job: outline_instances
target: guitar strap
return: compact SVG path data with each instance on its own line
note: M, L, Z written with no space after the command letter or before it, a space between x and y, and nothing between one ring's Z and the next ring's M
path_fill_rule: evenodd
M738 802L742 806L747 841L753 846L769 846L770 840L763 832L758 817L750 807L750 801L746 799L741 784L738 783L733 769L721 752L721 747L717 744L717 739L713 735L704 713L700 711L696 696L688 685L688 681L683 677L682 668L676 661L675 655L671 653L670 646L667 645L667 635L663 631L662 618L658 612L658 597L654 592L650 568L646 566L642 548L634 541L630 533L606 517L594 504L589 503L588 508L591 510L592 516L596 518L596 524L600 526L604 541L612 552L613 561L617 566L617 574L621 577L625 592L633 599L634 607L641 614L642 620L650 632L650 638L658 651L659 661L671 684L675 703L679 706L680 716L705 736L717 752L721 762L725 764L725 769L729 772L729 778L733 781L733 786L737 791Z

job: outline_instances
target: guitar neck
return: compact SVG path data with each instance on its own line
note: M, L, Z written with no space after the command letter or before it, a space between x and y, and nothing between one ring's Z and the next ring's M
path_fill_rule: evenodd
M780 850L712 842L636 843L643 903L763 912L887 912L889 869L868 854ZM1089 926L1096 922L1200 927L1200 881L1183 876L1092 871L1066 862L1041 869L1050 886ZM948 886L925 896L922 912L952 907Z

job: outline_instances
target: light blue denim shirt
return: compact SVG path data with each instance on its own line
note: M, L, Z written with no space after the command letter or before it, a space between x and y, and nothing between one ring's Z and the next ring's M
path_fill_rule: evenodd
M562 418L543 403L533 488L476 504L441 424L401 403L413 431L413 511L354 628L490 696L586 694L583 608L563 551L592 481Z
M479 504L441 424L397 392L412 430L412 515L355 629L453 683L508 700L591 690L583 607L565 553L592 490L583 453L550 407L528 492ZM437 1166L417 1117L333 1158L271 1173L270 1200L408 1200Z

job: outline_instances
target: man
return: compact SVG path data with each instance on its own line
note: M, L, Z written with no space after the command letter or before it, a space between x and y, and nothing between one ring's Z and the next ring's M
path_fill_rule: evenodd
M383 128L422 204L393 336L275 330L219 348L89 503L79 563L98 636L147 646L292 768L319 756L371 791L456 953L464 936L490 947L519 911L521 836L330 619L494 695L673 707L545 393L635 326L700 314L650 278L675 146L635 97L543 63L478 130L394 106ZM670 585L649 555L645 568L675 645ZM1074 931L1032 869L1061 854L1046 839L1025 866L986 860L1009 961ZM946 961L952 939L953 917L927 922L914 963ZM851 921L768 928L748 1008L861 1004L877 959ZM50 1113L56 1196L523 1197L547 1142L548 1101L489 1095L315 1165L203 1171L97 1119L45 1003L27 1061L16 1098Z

■ ■ ■

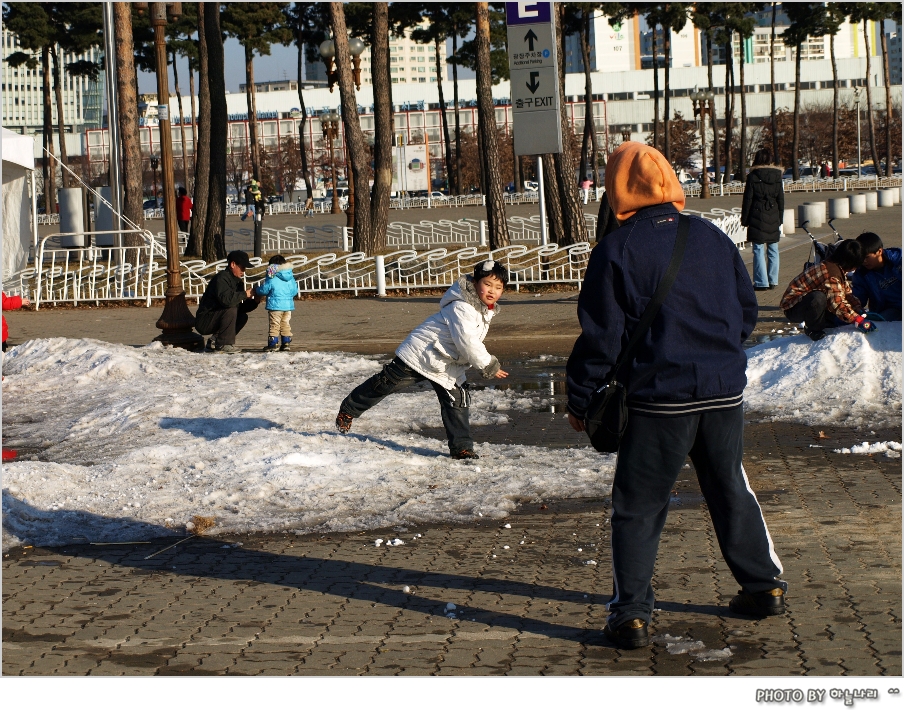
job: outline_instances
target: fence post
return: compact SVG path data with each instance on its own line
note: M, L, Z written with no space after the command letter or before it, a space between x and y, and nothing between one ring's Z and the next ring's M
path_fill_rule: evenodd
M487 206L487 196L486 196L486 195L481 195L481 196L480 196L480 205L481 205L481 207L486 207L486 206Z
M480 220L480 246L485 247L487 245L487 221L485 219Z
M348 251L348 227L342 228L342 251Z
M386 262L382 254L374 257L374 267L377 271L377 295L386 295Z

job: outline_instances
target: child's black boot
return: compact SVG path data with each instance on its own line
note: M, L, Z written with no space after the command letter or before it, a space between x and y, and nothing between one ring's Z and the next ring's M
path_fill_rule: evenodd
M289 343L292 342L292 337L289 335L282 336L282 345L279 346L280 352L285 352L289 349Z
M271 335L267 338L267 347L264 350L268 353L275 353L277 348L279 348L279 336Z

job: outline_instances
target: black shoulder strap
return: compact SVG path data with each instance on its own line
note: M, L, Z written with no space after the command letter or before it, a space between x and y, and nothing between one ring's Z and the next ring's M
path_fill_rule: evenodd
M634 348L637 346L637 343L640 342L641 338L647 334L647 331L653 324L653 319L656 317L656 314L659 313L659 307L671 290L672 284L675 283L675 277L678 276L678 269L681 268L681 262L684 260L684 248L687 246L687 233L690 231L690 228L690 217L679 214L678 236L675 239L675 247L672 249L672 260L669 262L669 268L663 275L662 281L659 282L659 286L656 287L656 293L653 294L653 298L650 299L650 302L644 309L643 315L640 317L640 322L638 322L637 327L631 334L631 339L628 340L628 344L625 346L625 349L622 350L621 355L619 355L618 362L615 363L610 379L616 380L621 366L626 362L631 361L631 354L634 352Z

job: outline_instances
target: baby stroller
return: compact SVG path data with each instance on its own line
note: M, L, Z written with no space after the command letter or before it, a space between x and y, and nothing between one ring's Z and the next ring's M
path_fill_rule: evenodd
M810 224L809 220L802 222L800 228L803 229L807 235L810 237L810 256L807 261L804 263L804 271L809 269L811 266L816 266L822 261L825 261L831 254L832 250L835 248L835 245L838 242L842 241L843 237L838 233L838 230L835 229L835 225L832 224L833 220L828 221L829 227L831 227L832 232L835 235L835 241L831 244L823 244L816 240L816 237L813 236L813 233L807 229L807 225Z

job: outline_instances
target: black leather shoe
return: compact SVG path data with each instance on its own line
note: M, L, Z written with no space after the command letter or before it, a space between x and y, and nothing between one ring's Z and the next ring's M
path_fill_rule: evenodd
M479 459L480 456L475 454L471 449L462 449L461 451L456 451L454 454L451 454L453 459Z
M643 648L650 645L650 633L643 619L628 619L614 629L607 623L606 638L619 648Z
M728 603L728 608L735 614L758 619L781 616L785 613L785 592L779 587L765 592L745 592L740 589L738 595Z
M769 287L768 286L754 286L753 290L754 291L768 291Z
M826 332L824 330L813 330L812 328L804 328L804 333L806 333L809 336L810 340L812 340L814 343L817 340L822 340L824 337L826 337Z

■ ■ ■

Task description:
Give the number of lines in the records that contain the string "target", with no other output.

Task response:
9